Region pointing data
########################################

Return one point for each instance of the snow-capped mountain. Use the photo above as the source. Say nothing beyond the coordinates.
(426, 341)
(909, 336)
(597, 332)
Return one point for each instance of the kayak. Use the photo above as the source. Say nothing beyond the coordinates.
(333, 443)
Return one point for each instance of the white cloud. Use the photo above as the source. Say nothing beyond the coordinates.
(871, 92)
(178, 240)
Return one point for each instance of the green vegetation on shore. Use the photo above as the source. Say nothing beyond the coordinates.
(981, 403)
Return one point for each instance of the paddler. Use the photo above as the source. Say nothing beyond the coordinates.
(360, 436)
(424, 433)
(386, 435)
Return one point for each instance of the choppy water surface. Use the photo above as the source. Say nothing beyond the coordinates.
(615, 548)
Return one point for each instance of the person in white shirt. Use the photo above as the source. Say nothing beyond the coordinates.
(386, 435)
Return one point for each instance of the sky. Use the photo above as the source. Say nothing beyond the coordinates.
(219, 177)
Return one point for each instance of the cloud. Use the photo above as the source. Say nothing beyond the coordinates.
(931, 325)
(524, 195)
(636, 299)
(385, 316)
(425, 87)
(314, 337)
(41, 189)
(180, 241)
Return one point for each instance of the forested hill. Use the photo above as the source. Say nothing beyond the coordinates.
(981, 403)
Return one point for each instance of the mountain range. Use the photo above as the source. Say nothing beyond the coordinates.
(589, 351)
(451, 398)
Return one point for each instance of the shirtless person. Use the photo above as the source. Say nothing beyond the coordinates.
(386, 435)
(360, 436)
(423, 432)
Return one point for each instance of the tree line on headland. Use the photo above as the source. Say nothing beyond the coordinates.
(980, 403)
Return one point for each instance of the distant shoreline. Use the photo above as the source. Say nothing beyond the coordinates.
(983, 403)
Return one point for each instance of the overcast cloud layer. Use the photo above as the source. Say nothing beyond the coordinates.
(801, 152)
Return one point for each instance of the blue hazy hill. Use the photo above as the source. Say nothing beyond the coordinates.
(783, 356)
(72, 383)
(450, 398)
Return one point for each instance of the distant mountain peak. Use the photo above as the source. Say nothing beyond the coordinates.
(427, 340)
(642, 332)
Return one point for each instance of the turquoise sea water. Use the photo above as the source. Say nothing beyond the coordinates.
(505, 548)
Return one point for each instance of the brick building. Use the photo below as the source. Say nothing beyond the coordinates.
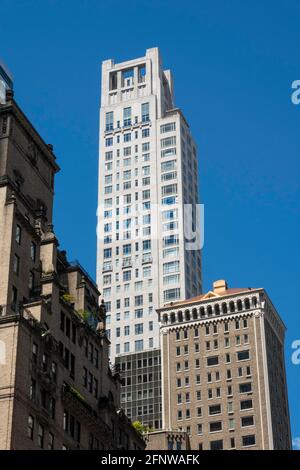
(223, 370)
(57, 389)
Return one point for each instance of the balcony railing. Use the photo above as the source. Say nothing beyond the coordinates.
(126, 262)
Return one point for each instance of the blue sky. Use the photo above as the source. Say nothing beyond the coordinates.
(233, 64)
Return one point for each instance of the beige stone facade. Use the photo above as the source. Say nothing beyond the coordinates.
(57, 389)
(167, 440)
(223, 370)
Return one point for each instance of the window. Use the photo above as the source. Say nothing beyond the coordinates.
(247, 421)
(169, 189)
(243, 355)
(30, 427)
(216, 426)
(171, 267)
(170, 126)
(139, 345)
(109, 121)
(145, 112)
(138, 328)
(16, 264)
(50, 441)
(248, 440)
(168, 152)
(168, 142)
(215, 410)
(171, 294)
(245, 387)
(213, 361)
(216, 445)
(34, 353)
(18, 234)
(41, 436)
(231, 423)
(127, 117)
(145, 132)
(246, 404)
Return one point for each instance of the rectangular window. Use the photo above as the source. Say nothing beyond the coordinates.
(246, 404)
(248, 440)
(215, 410)
(145, 112)
(145, 132)
(245, 387)
(41, 436)
(33, 251)
(138, 328)
(168, 142)
(243, 355)
(168, 152)
(139, 345)
(247, 421)
(216, 426)
(171, 267)
(109, 121)
(213, 361)
(216, 445)
(170, 126)
(30, 427)
(127, 117)
(16, 264)
(169, 189)
(171, 295)
(18, 234)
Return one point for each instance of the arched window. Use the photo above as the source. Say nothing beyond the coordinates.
(217, 309)
(187, 315)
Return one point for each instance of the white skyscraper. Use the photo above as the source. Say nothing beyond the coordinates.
(147, 173)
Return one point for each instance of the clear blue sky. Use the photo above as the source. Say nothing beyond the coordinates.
(233, 65)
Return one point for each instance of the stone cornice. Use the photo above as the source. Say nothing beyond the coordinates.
(12, 108)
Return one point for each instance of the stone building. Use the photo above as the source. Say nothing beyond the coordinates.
(147, 173)
(223, 370)
(57, 389)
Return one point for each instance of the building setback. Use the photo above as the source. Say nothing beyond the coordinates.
(147, 172)
(57, 390)
(224, 379)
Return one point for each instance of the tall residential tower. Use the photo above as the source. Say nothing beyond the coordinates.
(147, 173)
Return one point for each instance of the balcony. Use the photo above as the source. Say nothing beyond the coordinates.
(127, 262)
(147, 258)
(107, 266)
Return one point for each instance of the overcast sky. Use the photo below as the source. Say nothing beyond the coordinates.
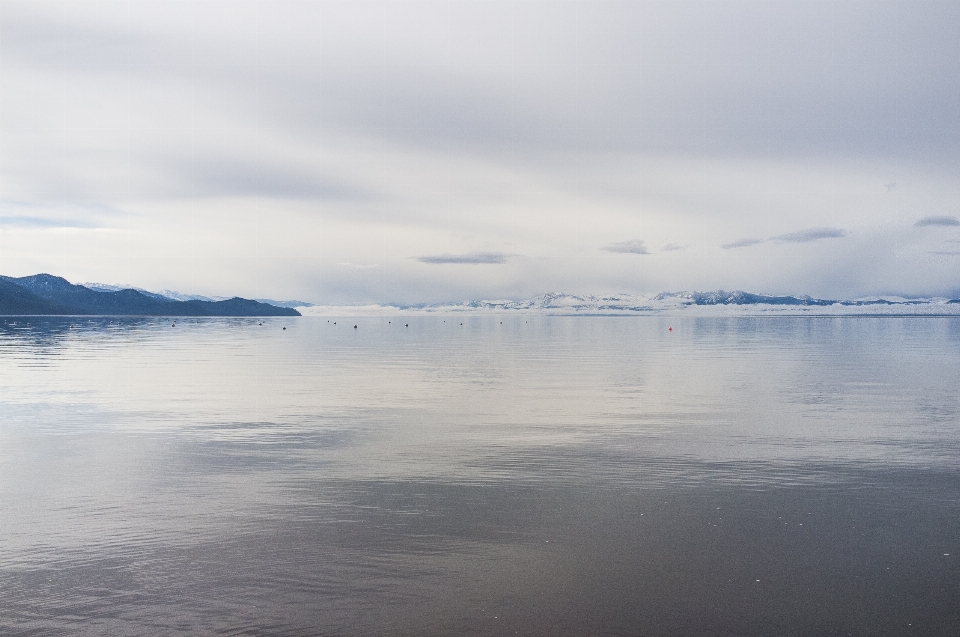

########################################

## Try it
From the line containing "Return one point for each instance of the tall" to the end of the data above, give those lines again verbatim, with both endpoints included and no images.

## Exercise result
Return one point for each instance of the tall residential tower. Use the photo above as the source. Say nothing beyond the coordinates.
(147, 173)
Return one point for each instance of the balcony. Use the photo above as the source. Say nothing beyond the coordinates.
(127, 262)
(147, 258)
(107, 266)
Return one point for each instance of the overcast sky. Use the photo below as the source. Say nothing beyond the coordinates.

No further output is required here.